## [Page text]

Bradley wrote (about Mozart interview in GG Reader)
>
>And given what we know about GG himself often scripting his interviewers'
>questions...it's probably fair to say that the words in Monsaingeon's
>"mouth" are reliably GG's.  GG certainly doesn't refute them in this
>"interview."
>

Not sure about this interview in particular, but I did want to relate what
Bruno Monsaingeon himself said at the GG Gathering in Toronto in September
(his comments were pretty specifically in regard to the four films he made
for French TV in 1974).  

He said the working process was that he came to Toronto and spent a number
of days with Glenn - 18 hours per day (!) was not uncommon - where they did
both general conversation and specifically planned topics and approaches for
the shows.  (These get-togethers were months before the actual filming took
place.)

Bruno claims that the conversations in the 4 films were not scripted, but
were *improvised* (he implied based on the conversations and plans of the
preliminary sessions) and then edited.  In other words, there was no script
with Glenn saying "now, absolutely no speeding up but no slowing down
either" as he plays the downward scale figuration at a transition point in
his transcription of the Wagner Meistersinger prelude -- but it wasn't a
"live" 1-take event, either.

## [What to work on]
**1.** Answer these questions about the post on Monsaingeon's films, one per line:
(a) At what event did Bruno Monsaingeon give his comments, and in what month?
(b) How many films did he make for French TV, and in what year?
(c) How long did a working day with Glenn often last?
**2.** Write a continuation of the post on Monsaingeon's films, picking up after its final sentence.

## [Information shown]
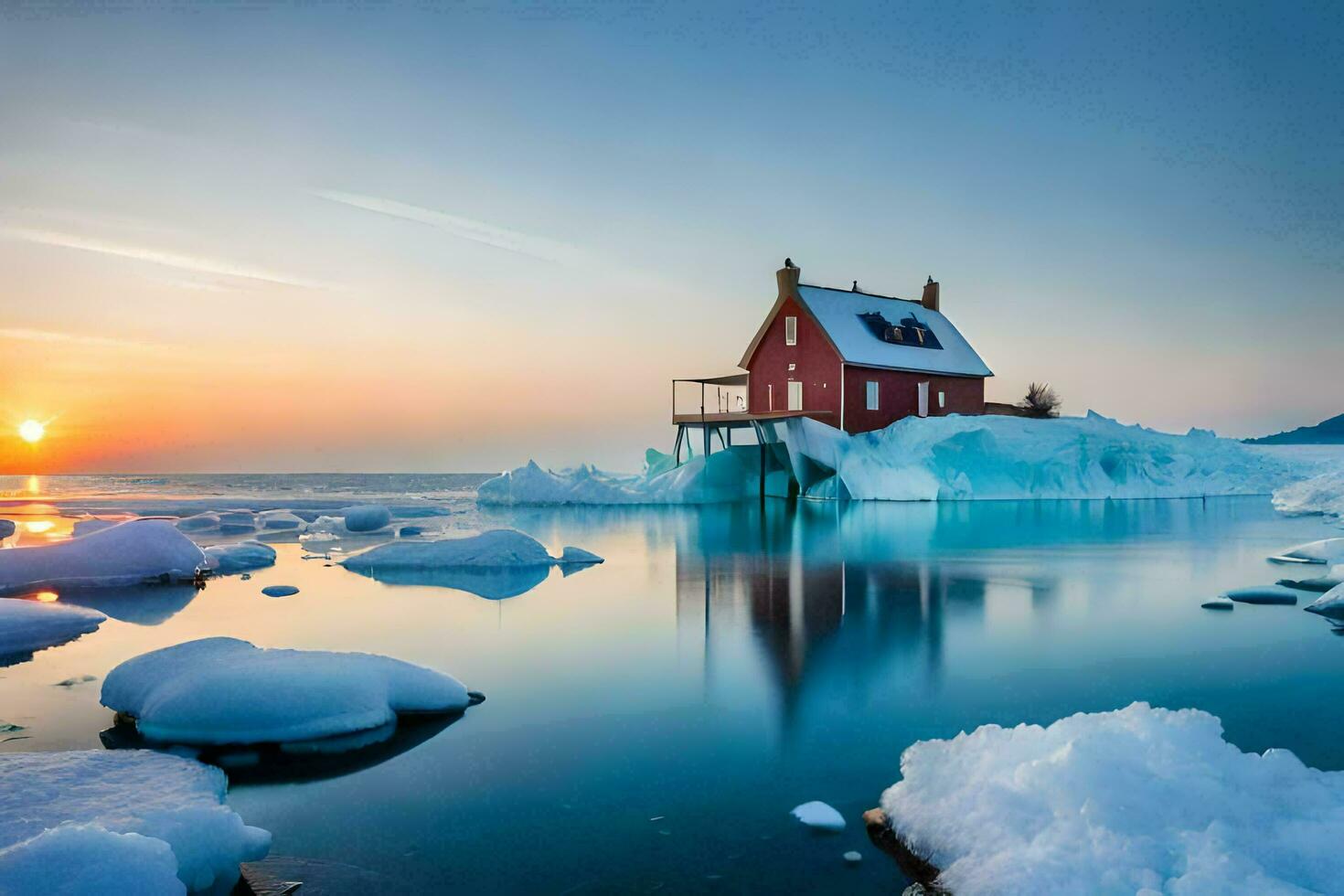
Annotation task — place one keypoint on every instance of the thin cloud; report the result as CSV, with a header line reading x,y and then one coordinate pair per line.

## [Final answers]
**1.**
(a) The GG Gathering in Toronto, in September.
(b) Four films, in 1974.
(c) 18 hours.

**2.**
For example, I think Bruno said the famous opening sequence of the first
film (Glenn coming in with his coat, cap, sweater, etc. and tossing them
aside) was filmed 22 times or something like that.  In the second film,
about GG at work in a recording session, GG says after a take of a movement
of an English Suite something like "pretty good, except one note" -- well,
that one wrong note was intentionally played wrong in the same spot every
take by Gould, so they could edit together takes of this "mistake" later if
necessary (technical film problems, etc.) !!

Of course Bruno's denying these were scripted could be self-serving, but my
judgment is that his story rang true.  It seems totally credible that Glenn
and Bruno had developed a good rapport, and that a number of these
wide-ranging informal conversations in those long days together might have
ended up being the raw material upon which later art product blossomed.
Bruno's description of the recording process of these interview films seems
similar to descriptions I've read or heard of GG's regular recording
sessions - insofar as Gould worked in a way that allowed for some
spontaneity and experimentation/improvisation, while at the same time he
would control what, if any of these experiments made it to the public.

My guess is the stuff Bruno said in the Mozart interview may well have also
been based on one of these informal conversations.  It wouldn't surprise me
if most of them were actual quotes of what Bruno said; of course, he (and
Glenn) might very well have said many other things, too, that didn't make
the final cut, and as you say, GG may have controlled the tone of the final
product for publicity purposes. 



>(Speaking of wonderful and essential treatises about musicianship, what
>percentage of piano students ever read Quantz's 1752 book, _On playing the
>flute_?  2%?  0.5%?  Even if one never touches a flute, it's possible to
>learn far more from reading that book thoughtfully than from slaving away in
>a piano practice room....)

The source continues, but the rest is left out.